→ AIM OF THE EXERCISE: Please give the listing again, word for word, with nothing left out.

[Source records]
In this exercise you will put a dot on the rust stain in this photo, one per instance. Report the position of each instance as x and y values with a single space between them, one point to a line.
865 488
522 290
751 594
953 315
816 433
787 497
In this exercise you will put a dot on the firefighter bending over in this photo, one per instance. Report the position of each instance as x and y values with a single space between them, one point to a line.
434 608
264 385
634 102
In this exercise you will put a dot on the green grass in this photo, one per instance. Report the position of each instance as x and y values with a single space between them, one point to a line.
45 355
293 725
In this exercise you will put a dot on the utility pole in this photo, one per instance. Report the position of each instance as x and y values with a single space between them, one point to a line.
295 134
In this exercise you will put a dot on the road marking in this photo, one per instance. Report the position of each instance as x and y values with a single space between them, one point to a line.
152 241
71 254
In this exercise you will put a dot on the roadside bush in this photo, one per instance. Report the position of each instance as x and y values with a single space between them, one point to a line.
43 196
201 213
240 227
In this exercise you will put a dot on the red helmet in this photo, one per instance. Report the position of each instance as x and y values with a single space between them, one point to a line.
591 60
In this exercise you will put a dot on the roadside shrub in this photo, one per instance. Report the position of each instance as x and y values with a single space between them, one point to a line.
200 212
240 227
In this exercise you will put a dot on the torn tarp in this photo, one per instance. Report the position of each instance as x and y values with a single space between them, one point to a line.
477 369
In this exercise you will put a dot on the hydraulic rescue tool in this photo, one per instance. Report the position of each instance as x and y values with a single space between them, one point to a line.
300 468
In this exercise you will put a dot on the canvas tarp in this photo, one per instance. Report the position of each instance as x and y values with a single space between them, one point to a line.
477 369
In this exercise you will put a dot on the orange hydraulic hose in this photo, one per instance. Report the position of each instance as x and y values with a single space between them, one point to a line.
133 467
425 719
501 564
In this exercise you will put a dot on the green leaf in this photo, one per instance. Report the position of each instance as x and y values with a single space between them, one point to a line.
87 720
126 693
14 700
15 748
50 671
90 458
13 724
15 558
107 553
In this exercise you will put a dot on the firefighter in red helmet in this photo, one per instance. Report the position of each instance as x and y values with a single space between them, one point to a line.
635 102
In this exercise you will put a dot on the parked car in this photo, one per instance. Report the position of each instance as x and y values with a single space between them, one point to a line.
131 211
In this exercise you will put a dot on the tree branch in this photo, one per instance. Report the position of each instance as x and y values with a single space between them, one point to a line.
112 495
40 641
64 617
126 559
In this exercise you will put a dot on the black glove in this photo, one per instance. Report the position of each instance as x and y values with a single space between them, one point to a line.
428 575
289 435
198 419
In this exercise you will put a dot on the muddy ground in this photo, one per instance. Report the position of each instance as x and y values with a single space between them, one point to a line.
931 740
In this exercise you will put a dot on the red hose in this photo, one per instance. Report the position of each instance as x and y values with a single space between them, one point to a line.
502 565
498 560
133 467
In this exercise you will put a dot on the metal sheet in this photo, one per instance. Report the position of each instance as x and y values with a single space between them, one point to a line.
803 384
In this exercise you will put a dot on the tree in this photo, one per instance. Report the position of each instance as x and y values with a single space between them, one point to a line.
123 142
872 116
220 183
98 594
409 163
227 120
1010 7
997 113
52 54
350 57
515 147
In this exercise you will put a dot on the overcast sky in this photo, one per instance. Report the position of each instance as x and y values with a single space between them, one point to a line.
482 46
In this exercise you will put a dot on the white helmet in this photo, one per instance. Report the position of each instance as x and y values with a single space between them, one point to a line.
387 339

→ RESPONSE FOR THIS EXERCISE:
In this exercise you will put a dot on the rust stain in this photo, one per instance. Report the position of each instance as x and y values with a single space between them, one point to a line.
865 488
522 290
751 594
953 315
816 433
787 497
In this exercise you will put a dot on the firefighter bending over in this photo, one per instance. Report the position of each instance as x and y values with a single space between them, one point to a line.
434 608
264 385
634 102
In this exercise you will put a dot on the green grass in this photo, one per instance. Report the position of each instance as x and y values with a single space between them, one point to a line.
45 355
293 725
In this exercise you will put a dot on the utility pole in this photo, one per instance. Report the position of each instance as x and y values with a single space between them, one point to a line.
295 134
In this exercise you will put a dot on the road marking in this photo, one per instance. Report the position of each instance as x and y values with a single space between them, one point to a line.
152 241
71 254
In this exercise you will put a dot on the roadside bush in this photo, one per instance. Report the position of each instance as x and y values with a single space between them, one point to a line.
43 196
201 213
240 227
In this exercise you will put a dot on the red helmet in this photo, one per instance. Report the position of each instance as x and y values with a single space between them, one point to a line.
591 60
In this exercise you will put a dot on the roadside shrub in this photo, one per instance. Report the position of each instance as x and y values with a single space between them, one point to a line.
200 212
240 227
In this exercise you will put a dot on the torn tarp in this photo, one per instance. Report the position of each instance as x and y values with a single space between them, one point to a line.
477 369
In this exercise you will put a dot on the hydraulic rescue tool in this photo, one per instance. Report the position of each instance as x and y values with a single space between them, one point to a line.
300 468
In this exercise you will put a dot on the canvas tarp in this photo, one per instance. Report the position of each instance as x and y values with a single space between them, one point to a line.
477 369
In this exercise you will put a dot on the orange hydraulic hose in this photo, one per instance. Report the position of each instance as x and y values with a single space between them, one point to a line.
133 467
425 719
501 564
In this exercise you will put a dot on the green leaf in this photo, one per instance. Report the position of each instance as x and y values with a single space between them, one point to a line.
87 720
126 693
14 700
15 748
50 671
90 458
13 724
15 558
107 553
In this exercise you will put a dot on the firefighter in red helmet in this photo, one per instance. Report the position of each instance as x and y values with a single space between them, one point to a line.
635 102
In this exercise you will put a dot on the parked car in this photo, one per instance. Report the position of each instance as x and y values with a single space between them, one point to a line.
131 211
In this exercise you will put a dot on the tree branch in this photo, one per instance. Report the position of each instance as x and y values with a single space between them, one point to a line.
112 495
40 641
64 617
126 559
In this exercise you will put a dot on the black glove in this photo, one per instance. Report the position of each instance as x and y values with a single space between them, one point to a line.
428 575
289 435
198 419
In this exercise you will put a dot on the muddy ground in this photo, one per instance. Report the position of each instance as x and y values with a single space between them, one point to a line.
931 740
In this exercise you will put a dot on the red hose in this photo, one per instance. Report the position of each instance as x and y values with a single space between them, one point to a line.
502 565
498 560
133 467
In this exercise you will put a dot on the metal sheet in this photo, one per instance. Report the position of each instance as x and y values with a single space between them, one point to a line.
803 384
In this exercise you will put a dot on the tree in this photo, one per instance. Report the position of each instance as x and y values with a single space between them, one point to a line.
123 142
872 116
220 183
98 594
409 163
227 120
1010 7
997 113
52 54
350 57
515 147
In this exercise you will put a dot on the overcast sky in this photo, one per instance. Report the position of each instance as x and y values with a single space between them, one point to a line.
482 46
In this exercise you will put a dot on the white helmet in this photo, one per instance. Report the position of each instance as x and y values with a single space between them, one point to a line.
387 339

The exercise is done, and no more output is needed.